WHAT TO WORK ON:
After finding the line that contains "Target: swimming pool" in the entries below, retype it and every following line precisely, the last included.

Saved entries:
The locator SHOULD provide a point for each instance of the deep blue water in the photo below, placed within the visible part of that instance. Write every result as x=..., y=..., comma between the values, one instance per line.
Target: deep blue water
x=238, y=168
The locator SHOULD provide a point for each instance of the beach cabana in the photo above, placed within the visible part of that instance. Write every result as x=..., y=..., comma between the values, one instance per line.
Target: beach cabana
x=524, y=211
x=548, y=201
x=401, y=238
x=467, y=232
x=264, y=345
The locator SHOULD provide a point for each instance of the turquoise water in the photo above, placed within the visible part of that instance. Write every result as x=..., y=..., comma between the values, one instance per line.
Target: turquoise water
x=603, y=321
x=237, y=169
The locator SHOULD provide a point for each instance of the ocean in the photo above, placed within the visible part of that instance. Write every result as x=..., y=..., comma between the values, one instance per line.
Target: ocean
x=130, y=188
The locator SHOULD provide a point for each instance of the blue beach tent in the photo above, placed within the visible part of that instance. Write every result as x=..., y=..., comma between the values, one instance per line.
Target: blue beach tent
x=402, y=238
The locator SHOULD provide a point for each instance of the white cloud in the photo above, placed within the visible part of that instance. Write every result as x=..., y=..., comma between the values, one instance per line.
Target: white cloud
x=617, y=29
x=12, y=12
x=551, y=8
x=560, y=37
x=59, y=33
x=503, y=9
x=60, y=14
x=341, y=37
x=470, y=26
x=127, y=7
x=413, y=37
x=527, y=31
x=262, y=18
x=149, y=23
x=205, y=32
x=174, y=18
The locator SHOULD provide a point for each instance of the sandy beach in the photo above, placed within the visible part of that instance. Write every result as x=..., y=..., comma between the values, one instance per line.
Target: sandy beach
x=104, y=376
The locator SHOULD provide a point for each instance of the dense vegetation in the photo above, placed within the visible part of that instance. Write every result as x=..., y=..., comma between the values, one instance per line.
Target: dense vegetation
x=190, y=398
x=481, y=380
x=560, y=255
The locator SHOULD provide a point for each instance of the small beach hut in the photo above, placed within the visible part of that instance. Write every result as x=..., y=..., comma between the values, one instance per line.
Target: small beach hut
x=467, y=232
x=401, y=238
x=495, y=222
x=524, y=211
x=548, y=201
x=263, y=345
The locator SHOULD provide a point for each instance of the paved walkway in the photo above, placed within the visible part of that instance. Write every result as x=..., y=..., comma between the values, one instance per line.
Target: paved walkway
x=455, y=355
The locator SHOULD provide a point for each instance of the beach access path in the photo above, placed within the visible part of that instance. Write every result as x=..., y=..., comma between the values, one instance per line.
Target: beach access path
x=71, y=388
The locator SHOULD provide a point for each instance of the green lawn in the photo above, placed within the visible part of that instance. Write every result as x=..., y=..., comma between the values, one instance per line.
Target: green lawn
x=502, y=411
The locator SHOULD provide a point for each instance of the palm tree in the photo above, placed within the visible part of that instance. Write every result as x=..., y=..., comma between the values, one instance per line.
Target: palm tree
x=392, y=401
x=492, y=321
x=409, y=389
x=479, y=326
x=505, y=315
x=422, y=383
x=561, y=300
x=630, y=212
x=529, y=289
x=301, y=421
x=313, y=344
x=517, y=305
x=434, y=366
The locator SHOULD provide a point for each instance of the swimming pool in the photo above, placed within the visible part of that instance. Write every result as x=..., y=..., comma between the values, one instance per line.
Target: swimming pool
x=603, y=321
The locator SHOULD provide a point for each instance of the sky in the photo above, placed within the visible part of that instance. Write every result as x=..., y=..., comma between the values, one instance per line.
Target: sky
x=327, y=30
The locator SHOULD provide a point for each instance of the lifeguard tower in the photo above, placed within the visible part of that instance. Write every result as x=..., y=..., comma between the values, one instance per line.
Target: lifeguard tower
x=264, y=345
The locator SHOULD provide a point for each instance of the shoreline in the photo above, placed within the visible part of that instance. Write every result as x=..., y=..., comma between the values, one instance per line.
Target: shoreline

SOLUTION TO THIS EXERCISE:
Target: swimming pool
x=603, y=321
The locator SHOULD provide a point for each instance of the sky in the photo above, placed within the visible part of that instance. Write every result as x=..., y=..., comma between the values, one instance per line.
Target: sky
x=327, y=30
The locator SHOULD provide a point for each instance of the lifeguard tower in the photo above, placed within the visible part of that instance. Write every result as x=..., y=..., comma between the values, one instance per line.
Target: lifeguard tower
x=264, y=345
The locator SHOULD provide a point for each instance of the shoreline in the photo above, placed within the visible part of that instance. Write every result as x=..., y=..., comma between the values, one instance per line.
Target: shoreline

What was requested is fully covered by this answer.